→ **Work to be completed**
Extract every line from the records below that contains the word "thatched".

→ **Exercise material**
=== Section Start ===

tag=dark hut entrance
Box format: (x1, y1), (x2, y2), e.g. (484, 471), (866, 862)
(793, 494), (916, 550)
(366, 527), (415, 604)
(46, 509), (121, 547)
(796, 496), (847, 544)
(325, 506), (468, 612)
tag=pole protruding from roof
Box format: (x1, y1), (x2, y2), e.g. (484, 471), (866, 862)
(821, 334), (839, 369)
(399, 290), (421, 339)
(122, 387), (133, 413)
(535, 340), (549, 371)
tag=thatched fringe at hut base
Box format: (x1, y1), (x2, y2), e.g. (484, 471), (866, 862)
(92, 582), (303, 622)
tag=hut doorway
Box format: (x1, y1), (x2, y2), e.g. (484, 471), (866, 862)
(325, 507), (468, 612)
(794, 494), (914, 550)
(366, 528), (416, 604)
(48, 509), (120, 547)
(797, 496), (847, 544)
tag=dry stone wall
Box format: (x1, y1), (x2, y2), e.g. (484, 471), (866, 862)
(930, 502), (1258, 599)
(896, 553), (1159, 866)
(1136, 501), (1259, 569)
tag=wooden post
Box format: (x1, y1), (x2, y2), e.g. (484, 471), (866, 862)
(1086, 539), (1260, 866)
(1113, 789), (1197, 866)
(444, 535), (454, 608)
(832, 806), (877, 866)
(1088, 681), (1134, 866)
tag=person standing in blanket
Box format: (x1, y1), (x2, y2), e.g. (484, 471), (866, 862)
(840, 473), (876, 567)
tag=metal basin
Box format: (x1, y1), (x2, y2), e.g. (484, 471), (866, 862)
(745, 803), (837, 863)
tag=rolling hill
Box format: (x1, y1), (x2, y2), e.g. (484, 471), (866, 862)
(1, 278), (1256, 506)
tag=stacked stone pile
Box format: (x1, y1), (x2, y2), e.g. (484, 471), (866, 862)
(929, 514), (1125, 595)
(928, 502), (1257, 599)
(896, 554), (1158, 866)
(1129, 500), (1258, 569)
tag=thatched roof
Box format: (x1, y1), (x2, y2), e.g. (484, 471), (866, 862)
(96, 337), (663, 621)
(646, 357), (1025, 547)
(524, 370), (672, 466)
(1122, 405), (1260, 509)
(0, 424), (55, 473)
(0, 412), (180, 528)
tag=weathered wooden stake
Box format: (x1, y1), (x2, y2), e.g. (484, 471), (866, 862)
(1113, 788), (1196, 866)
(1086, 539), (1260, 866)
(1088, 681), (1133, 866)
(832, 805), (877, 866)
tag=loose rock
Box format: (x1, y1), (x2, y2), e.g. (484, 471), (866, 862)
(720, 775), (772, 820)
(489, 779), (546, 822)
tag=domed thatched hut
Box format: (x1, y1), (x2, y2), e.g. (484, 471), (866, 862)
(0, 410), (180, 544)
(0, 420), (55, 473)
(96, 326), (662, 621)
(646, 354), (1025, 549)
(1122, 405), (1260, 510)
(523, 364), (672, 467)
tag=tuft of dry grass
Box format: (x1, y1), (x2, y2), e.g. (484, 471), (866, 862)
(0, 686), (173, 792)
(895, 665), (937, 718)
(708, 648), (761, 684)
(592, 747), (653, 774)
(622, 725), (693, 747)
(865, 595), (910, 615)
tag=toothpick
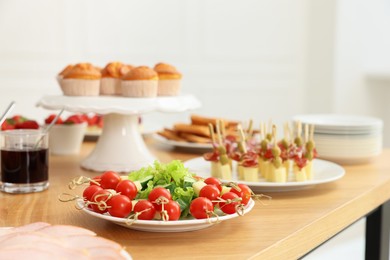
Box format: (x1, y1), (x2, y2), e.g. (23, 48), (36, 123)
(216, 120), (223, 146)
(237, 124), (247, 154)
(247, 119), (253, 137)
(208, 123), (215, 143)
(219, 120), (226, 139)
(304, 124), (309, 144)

=== Section End ===
=== Section Start ===

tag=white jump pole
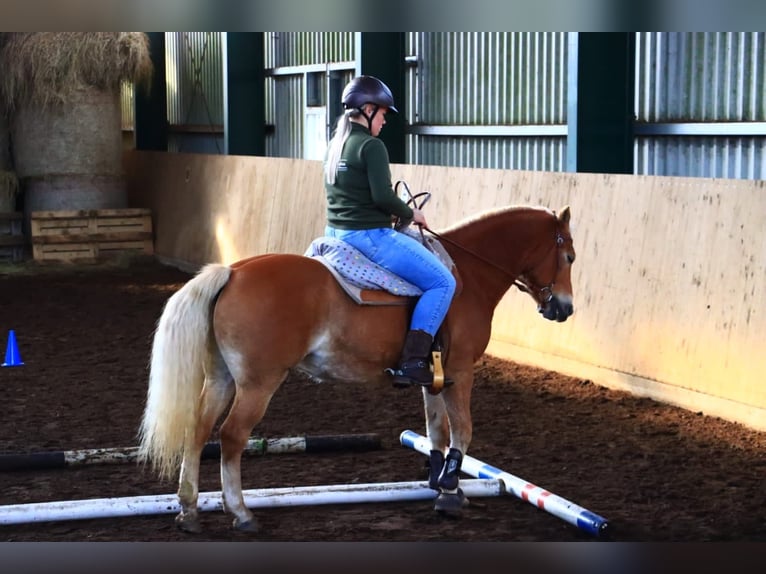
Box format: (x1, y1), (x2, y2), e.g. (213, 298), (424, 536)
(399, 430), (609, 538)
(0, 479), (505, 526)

=== Section End ===

→ **Expected output**
tag=thatched fringe at hut base
tag=thatched roof
tag=domed thatched hut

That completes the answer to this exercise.